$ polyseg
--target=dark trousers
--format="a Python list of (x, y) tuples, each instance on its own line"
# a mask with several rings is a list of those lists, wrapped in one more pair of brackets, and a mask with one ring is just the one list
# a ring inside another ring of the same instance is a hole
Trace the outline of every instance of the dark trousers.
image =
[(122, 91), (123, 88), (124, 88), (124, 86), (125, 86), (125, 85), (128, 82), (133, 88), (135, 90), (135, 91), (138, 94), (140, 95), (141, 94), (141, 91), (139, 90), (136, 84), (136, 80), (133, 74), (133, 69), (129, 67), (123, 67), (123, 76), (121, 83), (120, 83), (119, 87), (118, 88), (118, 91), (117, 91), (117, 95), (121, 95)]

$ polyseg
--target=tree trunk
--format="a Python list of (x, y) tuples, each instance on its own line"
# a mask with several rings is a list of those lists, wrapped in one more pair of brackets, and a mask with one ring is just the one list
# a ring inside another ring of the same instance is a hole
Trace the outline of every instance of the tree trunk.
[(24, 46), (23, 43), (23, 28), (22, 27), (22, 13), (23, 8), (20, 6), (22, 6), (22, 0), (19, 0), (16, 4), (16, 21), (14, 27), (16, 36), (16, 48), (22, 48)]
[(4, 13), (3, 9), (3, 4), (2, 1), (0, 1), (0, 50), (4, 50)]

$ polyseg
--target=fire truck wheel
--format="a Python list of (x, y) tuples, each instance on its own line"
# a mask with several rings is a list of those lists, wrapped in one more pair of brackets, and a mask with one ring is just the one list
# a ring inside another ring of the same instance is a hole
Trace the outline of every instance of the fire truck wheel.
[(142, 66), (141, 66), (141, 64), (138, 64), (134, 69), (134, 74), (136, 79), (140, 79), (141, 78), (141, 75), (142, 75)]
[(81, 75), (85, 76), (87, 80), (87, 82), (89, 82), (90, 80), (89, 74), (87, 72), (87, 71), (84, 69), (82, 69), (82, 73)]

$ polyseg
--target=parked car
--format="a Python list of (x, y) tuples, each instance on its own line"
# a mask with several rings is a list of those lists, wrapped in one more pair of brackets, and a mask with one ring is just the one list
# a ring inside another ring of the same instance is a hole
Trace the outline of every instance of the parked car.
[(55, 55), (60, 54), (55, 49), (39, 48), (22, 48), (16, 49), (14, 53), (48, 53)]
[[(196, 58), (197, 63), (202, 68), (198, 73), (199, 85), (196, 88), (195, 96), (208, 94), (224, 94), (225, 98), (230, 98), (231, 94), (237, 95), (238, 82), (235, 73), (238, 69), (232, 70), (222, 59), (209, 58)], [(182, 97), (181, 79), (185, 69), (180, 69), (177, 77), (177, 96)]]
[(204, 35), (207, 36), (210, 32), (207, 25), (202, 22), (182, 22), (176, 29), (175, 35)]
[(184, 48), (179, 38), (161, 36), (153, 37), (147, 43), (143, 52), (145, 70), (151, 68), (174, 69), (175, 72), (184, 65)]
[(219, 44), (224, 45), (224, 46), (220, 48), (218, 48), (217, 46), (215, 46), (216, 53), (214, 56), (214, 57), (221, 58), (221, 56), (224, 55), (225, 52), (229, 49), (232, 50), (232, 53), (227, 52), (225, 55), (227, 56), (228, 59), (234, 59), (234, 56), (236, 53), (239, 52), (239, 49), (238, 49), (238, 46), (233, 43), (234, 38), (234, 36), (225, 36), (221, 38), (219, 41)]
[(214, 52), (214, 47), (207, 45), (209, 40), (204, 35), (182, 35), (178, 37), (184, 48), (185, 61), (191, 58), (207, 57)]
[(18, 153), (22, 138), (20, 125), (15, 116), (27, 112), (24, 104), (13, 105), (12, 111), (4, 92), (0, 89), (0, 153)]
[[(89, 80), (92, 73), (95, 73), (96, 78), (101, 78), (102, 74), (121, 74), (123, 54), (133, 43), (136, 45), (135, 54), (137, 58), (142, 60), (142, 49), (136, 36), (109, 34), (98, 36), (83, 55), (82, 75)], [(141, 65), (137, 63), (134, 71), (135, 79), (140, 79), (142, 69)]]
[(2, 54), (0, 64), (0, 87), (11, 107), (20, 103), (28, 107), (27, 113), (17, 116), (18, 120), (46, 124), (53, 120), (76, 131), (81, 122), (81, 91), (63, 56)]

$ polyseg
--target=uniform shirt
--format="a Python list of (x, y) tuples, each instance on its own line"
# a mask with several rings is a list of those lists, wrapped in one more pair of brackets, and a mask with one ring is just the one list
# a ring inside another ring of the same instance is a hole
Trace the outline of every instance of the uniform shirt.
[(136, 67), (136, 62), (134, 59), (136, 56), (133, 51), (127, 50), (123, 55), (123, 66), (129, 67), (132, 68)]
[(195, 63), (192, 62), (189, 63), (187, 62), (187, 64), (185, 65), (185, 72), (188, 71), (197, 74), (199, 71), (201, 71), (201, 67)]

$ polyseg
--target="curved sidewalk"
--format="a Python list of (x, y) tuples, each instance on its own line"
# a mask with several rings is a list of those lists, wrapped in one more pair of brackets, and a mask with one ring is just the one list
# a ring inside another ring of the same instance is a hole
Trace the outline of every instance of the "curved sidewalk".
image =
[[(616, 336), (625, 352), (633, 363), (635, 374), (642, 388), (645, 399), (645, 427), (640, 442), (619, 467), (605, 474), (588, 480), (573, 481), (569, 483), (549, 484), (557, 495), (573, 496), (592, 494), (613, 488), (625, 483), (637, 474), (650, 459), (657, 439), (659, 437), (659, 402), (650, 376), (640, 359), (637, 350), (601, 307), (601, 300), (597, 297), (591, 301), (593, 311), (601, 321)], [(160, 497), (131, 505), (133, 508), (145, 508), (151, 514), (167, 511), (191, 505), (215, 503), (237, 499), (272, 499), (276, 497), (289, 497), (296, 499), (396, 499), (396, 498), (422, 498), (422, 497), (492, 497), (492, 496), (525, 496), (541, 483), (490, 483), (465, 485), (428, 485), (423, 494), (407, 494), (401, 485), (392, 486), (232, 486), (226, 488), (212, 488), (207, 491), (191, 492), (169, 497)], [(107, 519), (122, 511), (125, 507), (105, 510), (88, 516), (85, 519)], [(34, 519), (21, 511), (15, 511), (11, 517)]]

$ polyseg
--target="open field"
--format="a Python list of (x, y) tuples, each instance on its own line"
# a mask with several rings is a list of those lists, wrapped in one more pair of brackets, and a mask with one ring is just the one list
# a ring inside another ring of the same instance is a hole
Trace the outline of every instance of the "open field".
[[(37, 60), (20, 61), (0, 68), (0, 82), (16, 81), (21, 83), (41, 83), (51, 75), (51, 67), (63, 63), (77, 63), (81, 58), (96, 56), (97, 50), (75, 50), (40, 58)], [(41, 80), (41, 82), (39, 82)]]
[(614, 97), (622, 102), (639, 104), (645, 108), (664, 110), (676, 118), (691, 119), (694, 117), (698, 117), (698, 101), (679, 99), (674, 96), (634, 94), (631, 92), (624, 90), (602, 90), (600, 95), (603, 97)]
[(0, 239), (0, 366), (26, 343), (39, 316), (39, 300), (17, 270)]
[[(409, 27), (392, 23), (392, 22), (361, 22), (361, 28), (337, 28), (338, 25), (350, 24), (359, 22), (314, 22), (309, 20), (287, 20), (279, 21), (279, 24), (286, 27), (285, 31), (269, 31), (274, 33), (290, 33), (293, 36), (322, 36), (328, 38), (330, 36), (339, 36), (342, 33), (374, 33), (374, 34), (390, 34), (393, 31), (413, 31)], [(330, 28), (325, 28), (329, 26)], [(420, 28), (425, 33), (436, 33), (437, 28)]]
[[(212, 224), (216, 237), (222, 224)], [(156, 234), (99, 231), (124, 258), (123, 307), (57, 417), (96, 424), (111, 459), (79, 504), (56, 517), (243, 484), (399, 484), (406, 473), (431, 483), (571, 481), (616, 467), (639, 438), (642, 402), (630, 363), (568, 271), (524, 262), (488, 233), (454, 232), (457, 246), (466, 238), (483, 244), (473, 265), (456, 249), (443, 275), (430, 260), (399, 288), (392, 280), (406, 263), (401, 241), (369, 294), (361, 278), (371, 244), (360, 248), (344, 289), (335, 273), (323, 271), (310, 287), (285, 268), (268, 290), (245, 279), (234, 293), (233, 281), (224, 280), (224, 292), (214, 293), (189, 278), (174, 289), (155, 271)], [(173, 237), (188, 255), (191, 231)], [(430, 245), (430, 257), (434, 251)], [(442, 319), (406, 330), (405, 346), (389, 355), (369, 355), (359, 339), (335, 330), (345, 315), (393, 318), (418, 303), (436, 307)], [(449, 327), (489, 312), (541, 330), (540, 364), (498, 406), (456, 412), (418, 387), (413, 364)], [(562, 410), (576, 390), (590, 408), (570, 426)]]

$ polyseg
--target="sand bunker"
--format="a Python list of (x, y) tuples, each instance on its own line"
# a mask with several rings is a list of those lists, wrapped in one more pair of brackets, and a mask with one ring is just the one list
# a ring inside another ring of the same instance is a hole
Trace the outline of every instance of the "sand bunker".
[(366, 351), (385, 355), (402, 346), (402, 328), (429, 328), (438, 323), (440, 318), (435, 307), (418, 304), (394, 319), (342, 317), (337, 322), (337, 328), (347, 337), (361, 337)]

- YOUR GOAL
Please pull out every line of the listing above that contains the word "wheel".

- SOLUTION FOR THIS EXERCISE
--target=fire truck wheel
Trace the outline of every instance of the fire truck wheel.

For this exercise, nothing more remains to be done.